DOCUMENT PASSAGE:
☆ ☆ ☆ ☆

Figures 1 through 4 are to help explain the state of 
affairs according to the present invention. They do not 
make any claim to completeness. The following description 
thus relates to a possible embodiment of the related art 
and of the present invention. 

Figure 1 shows two groups having individual processors EP, 
which are each connected via first buses BS1 to an 
additional cache memory CS. The particular additional cache 
memories CS are connected via a joint second bus BS2 to a 
main memory component MEM. The second bus BS2 may also be 
identified as a cache or system bus. Besides the additional 
cache memories, all types of I/O or connection systems to 
further system components may be connected to the second 
bus BS2. In the present exemplary embodiment, no further 
systems are at least shown connected in the drawing. As the 
second bus BS2 may be identified as a cache or system bus, 
the first bus BS1 may be identified as a processor bus.

☆ ☆ ☆ ☆

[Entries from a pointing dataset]
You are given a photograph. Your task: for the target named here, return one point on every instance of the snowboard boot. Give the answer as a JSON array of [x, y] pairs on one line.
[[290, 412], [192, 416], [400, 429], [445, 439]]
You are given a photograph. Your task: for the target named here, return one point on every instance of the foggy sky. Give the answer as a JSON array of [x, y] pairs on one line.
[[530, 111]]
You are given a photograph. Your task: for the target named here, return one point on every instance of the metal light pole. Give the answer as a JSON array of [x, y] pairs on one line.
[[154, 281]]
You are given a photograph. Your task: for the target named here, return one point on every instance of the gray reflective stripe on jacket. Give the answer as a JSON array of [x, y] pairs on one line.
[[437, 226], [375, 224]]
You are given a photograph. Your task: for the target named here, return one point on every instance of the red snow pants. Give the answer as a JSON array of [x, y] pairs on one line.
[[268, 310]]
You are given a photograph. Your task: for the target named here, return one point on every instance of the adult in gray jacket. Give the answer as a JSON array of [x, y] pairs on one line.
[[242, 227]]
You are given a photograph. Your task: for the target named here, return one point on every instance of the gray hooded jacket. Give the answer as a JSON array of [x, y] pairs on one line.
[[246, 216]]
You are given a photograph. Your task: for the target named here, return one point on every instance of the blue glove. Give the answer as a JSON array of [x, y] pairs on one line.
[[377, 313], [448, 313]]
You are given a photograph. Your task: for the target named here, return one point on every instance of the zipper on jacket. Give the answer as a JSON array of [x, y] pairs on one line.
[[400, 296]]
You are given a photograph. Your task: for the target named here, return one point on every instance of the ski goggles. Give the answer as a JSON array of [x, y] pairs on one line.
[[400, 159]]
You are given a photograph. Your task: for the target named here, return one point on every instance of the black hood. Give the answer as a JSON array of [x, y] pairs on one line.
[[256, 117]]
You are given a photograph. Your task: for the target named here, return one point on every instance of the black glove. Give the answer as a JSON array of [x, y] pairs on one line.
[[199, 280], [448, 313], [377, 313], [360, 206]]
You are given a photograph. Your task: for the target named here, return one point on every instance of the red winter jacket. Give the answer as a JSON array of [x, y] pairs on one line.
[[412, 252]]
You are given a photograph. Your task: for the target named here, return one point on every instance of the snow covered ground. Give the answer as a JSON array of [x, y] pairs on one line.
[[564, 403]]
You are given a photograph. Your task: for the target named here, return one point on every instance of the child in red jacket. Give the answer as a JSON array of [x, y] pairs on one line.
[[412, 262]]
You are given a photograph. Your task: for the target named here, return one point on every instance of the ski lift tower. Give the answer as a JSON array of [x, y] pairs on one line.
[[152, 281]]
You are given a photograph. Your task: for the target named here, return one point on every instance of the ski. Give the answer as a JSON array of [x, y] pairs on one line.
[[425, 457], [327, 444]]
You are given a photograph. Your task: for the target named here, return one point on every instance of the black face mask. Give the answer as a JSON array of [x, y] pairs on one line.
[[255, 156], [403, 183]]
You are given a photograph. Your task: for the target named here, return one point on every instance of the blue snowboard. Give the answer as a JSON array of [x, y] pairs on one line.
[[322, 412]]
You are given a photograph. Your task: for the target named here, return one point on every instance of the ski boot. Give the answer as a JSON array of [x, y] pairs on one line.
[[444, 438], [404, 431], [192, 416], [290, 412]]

☆ ☆ ☆ ☆

SET EXERCISE:
Please repeat the portion of the cache memory passage that opens with the words "Figures 1 through" and closes with "of the present invention.".

TASK OUTPUT:
Figures 1 through 4 are to help explain the state of 
affairs according to the present invention. They do not 
make any claim to completeness. The following description 
thus relates to a possible embodiment of the related art 
and of the present invention.